◆ Work request: When you come to a picture, pass over it, and set down the entries below exactly.

——

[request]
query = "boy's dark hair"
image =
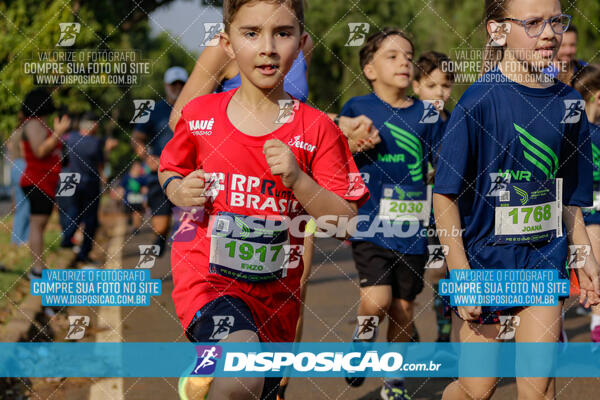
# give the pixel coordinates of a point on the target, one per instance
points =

——

◆ Solution to this task:
[request]
query = "boy's dark hair"
image =
# give the pixel coordinates of a point on the target, one per instance
points =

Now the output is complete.